— BEGIN Provided information —

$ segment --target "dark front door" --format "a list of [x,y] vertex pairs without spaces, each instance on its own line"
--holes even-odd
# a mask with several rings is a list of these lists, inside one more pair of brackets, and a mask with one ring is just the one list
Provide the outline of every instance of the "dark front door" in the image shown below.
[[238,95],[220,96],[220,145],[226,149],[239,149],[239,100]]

— END Provided information —

Rewrite the records with every "front door" replaced by "entry door", leaving all else unchanged.

$ segment --target "dark entry door" --format "a list of [x,y] vertex pairs without spaces, each instance on its own line"
--holes even-odd
# a mask with several rings is a list of these lists, inside one more pair of brackets, and a mask with one ring is just the one list
Provide the outline of every instance of the "dark entry door" in the image shown below.
[[238,95],[220,96],[220,145],[226,149],[239,149],[239,100]]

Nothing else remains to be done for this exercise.